Reproduce the lines below word for word, starting at the line that contains "the ceiling, the" and ending at the final line.
— Begin —
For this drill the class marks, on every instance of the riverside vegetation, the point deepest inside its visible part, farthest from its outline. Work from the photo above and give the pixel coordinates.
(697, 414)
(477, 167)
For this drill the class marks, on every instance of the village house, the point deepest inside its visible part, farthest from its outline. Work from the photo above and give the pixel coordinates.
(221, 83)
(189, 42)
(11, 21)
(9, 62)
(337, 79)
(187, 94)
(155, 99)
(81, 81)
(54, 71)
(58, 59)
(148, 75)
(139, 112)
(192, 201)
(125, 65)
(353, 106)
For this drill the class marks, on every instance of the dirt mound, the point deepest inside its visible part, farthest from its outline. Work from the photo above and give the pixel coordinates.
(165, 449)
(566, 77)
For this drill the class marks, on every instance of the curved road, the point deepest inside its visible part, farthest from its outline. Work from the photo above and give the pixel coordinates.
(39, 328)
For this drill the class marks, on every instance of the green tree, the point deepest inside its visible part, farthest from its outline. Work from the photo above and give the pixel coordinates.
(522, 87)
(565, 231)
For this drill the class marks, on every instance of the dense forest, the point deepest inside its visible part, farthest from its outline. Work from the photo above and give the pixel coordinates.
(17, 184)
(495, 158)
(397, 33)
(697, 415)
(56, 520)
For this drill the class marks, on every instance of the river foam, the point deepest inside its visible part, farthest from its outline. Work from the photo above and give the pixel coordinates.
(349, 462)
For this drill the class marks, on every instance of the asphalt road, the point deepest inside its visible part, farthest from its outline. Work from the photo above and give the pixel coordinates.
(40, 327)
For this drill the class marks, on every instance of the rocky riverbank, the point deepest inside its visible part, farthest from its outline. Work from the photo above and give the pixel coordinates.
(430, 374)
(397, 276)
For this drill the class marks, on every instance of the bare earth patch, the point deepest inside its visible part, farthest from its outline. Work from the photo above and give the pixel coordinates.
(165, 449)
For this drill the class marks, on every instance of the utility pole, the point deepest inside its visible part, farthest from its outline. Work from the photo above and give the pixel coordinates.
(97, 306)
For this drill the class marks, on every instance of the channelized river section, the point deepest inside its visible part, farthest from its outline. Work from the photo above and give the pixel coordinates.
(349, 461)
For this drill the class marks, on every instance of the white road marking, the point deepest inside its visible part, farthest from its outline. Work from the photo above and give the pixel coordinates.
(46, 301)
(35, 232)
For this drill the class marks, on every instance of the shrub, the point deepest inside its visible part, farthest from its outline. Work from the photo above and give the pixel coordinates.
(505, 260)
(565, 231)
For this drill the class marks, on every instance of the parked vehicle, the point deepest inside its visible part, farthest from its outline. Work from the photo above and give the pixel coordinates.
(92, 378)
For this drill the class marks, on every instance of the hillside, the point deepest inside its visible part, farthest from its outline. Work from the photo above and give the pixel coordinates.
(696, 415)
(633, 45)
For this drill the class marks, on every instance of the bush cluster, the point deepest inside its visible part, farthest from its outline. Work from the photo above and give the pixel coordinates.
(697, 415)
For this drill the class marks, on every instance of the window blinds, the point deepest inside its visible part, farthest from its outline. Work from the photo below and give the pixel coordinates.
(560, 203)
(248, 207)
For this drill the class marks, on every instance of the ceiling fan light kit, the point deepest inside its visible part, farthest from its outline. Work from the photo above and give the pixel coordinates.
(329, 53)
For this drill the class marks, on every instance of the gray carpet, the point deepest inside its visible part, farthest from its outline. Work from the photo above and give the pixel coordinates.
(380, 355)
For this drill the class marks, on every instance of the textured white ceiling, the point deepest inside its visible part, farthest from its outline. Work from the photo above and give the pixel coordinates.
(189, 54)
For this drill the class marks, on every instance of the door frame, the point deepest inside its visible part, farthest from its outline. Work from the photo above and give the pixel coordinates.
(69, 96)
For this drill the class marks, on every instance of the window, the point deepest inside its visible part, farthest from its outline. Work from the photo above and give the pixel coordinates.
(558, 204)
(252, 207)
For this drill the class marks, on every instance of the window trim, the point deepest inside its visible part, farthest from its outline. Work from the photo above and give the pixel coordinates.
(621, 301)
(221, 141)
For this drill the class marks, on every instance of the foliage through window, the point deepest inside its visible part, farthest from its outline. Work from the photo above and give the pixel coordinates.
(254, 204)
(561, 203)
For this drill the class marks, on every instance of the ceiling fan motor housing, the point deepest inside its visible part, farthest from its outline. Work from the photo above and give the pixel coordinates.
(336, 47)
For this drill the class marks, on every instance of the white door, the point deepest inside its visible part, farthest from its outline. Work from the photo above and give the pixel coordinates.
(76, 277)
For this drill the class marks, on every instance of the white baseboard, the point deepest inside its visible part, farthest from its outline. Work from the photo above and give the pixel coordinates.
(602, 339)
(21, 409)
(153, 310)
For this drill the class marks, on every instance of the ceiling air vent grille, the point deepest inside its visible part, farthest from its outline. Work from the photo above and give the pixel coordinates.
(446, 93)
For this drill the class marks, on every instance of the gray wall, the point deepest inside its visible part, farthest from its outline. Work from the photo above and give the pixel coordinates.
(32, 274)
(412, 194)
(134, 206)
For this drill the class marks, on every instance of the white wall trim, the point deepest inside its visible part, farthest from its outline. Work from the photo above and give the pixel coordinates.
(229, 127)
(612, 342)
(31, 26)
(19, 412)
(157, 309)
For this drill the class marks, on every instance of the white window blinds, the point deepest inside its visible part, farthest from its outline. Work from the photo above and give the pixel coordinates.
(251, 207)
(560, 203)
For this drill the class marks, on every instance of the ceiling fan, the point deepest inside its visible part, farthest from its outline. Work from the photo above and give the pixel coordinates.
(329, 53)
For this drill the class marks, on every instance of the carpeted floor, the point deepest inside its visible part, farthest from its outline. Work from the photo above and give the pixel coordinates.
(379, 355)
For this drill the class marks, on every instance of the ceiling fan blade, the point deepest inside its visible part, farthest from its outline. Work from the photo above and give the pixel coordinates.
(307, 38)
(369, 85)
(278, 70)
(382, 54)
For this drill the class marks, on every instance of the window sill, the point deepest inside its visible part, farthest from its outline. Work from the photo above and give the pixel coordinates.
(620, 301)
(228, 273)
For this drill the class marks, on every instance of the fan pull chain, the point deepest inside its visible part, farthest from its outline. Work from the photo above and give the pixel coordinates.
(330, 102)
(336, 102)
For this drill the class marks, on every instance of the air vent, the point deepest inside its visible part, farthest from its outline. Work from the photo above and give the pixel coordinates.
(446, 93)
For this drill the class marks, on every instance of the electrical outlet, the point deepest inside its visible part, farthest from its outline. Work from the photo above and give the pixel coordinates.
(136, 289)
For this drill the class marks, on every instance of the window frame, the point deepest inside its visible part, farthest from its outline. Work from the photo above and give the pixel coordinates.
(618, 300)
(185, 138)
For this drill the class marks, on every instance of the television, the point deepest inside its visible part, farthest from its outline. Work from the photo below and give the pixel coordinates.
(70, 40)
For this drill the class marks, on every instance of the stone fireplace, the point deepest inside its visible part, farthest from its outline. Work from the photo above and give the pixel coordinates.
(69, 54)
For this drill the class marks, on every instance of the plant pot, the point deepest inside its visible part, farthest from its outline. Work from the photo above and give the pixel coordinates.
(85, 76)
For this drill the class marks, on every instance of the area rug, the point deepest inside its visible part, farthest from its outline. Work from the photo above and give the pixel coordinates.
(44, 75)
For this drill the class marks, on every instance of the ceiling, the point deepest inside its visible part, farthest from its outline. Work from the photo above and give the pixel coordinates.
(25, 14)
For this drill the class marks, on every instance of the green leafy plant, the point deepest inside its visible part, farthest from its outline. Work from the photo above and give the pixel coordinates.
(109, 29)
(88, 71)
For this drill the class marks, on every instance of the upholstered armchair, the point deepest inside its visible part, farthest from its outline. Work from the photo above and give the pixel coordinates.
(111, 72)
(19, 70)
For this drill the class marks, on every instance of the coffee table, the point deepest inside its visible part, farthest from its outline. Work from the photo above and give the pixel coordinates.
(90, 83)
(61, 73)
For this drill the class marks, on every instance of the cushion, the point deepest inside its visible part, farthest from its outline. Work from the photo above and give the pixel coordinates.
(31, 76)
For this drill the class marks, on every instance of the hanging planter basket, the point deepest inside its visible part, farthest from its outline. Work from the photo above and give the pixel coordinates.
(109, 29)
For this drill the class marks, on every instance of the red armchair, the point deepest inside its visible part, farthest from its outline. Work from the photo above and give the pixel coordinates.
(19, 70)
— End —
Output of the exercise
For this drill the class marks, on every instance of the ceiling, the point deepest inside its visible part, farthest from its outline. Work from the photo above and give the pixel coordinates.
(25, 14)
For this drill the class marks, on every instance of the green leafy plant, the point deepest inside its visible part, farthest from its outline. Work from the photo above and give the pixel coordinates.
(109, 29)
(88, 71)
For this drill the class marks, on every instance of the upholstered armchair, the point deepest inside its visible part, farthest from its outline. Work from the photo above and give the pixel coordinates.
(111, 72)
(19, 70)
For this drill the class marks, on every instance of the coffee table, the point deepest inside its visible part, farthest from its outline. Work from the photo above and give the pixel coordinates.
(90, 83)
(61, 73)
For this drill the class marks, on every instance of the cushion, the point deepest inside its visible part, farthest from its outline. Work from the photo above and give the pixel coordinates.
(31, 76)
For this drill the class marks, on every instance of the hanging planter basket, the point deepest inside its visible part, farthest from its outline. Work from the photo above and give the pixel coordinates.
(109, 29)
For this drill the class marks, on every instance of the red armchair, the point deepest inside its visible part, farthest from its outline. Work from the photo above and give the pixel coordinates.
(19, 70)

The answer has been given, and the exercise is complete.